§ Exercise brief
Please lay out every line of the entries below as a JSON list of strings, one string per line, omitting blank lines.

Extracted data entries
========================================================================

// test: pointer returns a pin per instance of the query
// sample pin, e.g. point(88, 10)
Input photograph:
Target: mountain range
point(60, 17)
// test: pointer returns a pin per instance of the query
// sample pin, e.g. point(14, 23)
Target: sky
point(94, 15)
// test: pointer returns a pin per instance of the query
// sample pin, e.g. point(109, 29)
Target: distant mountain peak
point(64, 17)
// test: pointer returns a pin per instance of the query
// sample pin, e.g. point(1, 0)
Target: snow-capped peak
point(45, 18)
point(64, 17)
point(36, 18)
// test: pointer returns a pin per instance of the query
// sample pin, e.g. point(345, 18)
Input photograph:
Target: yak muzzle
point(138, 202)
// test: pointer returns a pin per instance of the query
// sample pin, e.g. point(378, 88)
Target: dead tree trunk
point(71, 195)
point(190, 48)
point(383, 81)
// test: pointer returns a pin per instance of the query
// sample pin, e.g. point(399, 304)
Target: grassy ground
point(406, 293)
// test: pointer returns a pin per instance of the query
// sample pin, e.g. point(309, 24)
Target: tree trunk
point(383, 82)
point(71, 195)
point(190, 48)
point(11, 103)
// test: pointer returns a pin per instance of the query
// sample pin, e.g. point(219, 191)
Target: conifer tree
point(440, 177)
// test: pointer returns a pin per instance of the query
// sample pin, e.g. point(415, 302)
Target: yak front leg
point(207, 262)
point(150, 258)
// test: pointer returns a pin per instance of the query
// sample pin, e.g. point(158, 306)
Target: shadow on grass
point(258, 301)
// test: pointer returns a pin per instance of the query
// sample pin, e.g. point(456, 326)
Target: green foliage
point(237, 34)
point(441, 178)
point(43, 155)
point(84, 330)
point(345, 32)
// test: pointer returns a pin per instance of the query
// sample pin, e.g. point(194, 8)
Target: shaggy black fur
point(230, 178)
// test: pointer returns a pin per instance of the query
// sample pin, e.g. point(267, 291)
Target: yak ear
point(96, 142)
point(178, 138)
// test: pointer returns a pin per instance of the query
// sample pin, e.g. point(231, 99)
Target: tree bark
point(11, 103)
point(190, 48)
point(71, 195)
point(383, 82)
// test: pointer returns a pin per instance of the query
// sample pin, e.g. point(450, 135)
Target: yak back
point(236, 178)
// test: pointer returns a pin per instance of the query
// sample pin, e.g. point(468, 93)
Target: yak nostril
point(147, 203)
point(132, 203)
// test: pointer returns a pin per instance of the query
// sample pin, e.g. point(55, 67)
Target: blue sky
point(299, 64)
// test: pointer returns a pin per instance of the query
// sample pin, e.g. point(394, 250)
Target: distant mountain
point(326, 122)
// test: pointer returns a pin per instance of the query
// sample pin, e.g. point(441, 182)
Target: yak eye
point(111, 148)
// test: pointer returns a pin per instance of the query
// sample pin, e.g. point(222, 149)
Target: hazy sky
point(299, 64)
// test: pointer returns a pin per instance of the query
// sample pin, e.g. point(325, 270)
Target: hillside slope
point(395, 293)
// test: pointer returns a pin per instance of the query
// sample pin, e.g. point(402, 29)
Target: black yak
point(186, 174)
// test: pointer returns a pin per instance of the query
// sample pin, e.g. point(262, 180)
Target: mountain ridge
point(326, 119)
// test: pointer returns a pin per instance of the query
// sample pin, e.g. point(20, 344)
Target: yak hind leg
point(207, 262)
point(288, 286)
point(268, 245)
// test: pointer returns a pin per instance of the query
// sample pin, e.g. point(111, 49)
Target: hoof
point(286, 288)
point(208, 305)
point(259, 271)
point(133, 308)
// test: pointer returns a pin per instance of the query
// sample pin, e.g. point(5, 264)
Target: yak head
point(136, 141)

========================================================================

§ Finished exercise
[
  "// test: pointer returns a pin per instance of the query",
  "// sample pin, e.g. point(88, 10)",
  "Input photograph:",
  "Target: mountain range",
  "point(60, 17)",
  "// test: pointer returns a pin per instance of the query",
  "// sample pin, e.g. point(14, 23)",
  "Target: sky",
  "point(94, 15)",
  "// test: pointer returns a pin per instance of the query",
  "// sample pin, e.g. point(109, 29)",
  "Target: distant mountain peak",
  "point(64, 17)",
  "// test: pointer returns a pin per instance of the query",
  "// sample pin, e.g. point(1, 0)",
  "Target: snow-capped peak",
  "point(45, 18)",
  "point(64, 17)",
  "point(36, 18)",
  "// test: pointer returns a pin per instance of the query",
  "// sample pin, e.g. point(345, 18)",
  "Input photograph:",
  "Target: yak muzzle",
  "point(138, 202)",
  "// test: pointer returns a pin per instance of the query",
  "// sample pin, e.g. point(378, 88)",
  "Target: dead tree trunk",
  "point(71, 195)",
  "point(190, 48)",
  "point(383, 81)",
  "// test: pointer returns a pin per instance of the query",
  "// sample pin, e.g. point(399, 304)",
  "Target: grassy ground",
  "point(406, 293)",
  "// test: pointer returns a pin per instance of the query",
  "// sample pin, e.g. point(309, 24)",
  "Target: tree trunk",
  "point(383, 82)",
  "point(71, 195)",
  "point(190, 48)",
  "point(11, 103)",
  "// test: pointer returns a pin per instance of the query",
  "// sample pin, e.g. point(219, 191)",
  "Target: conifer tree",
  "point(440, 177)",
  "// test: pointer returns a pin per instance of the query",
  "// sample pin, e.g. point(415, 302)",
  "Target: yak front leg",
  "point(207, 262)",
  "point(150, 258)",
  "// test: pointer returns a pin per instance of the query",
  "// sample pin, e.g. point(158, 306)",
  "Target: shadow on grass",
  "point(258, 301)",
  "// test: pointer returns a pin per instance of the query",
  "// sample pin, e.g. point(456, 326)",
  "Target: green foliage",
  "point(237, 34)",
  "point(441, 178)",
  "point(43, 155)",
  "point(84, 330)",
  "point(345, 32)",
  "// test: pointer returns a pin per instance of the query",
  "// sample pin, e.g. point(194, 8)",
  "Target: shaggy black fur",
  "point(230, 178)",
  "// test: pointer returns a pin per instance of the query",
  "// sample pin, e.g. point(267, 291)",
  "Target: yak ear",
  "point(96, 142)",
  "point(178, 138)",
  "// test: pointer returns a pin per instance of the query",
  "// sample pin, e.g. point(231, 99)",
  "Target: tree bark",
  "point(11, 103)",
  "point(190, 48)",
  "point(71, 195)",
  "point(383, 82)",
  "// test: pointer returns a pin per instance of the query",
  "// sample pin, e.g. point(450, 135)",
  "Target: yak back",
  "point(236, 178)",
  "// test: pointer returns a pin per instance of the query",
  "// sample pin, e.g. point(468, 93)",
  "Target: yak nostril",
  "point(147, 203)",
  "point(132, 203)",
  "// test: pointer returns a pin per instance of the query",
  "// sample pin, e.g. point(55, 67)",
  "Target: blue sky",
  "point(299, 64)",
  "// test: pointer returns a pin per instance of the query",
  "// sample pin, e.g. point(394, 250)",
  "Target: distant mountain",
  "point(326, 122)",
  "// test: pointer returns a pin per instance of the query",
  "// sample pin, e.g. point(441, 182)",
  "Target: yak eye",
  "point(111, 148)",
  "// test: pointer returns a pin per instance of the query",
  "// sample pin, e.g. point(222, 149)",
  "Target: hazy sky",
  "point(299, 64)",
  "// test: pointer returns a pin per instance of the query",
  "// sample pin, e.g. point(325, 270)",
  "Target: hillside slope",
  "point(395, 293)",
  "// test: pointer returns a pin per instance of the query",
  "// sample pin, e.g. point(402, 29)",
  "Target: black yak",
  "point(186, 174)",
  "// test: pointer returns a pin per instance of the query",
  "// sample pin, e.g. point(262, 180)",
  "Target: mountain ridge",
  "point(326, 119)",
  "// test: pointer returns a pin per instance of the query",
  "// sample pin, e.g. point(20, 344)",
  "Target: yak hind leg",
  "point(207, 262)",
  "point(288, 286)",
  "point(268, 245)",
  "// test: pointer returns a pin per instance of the query",
  "// sample pin, e.g. point(111, 49)",
  "Target: hoof",
  "point(286, 288)",
  "point(208, 305)",
  "point(259, 271)",
  "point(133, 308)",
  "// test: pointer returns a pin per instance of the query",
  "// sample pin, e.g. point(5, 264)",
  "Target: yak head",
  "point(136, 141)"
]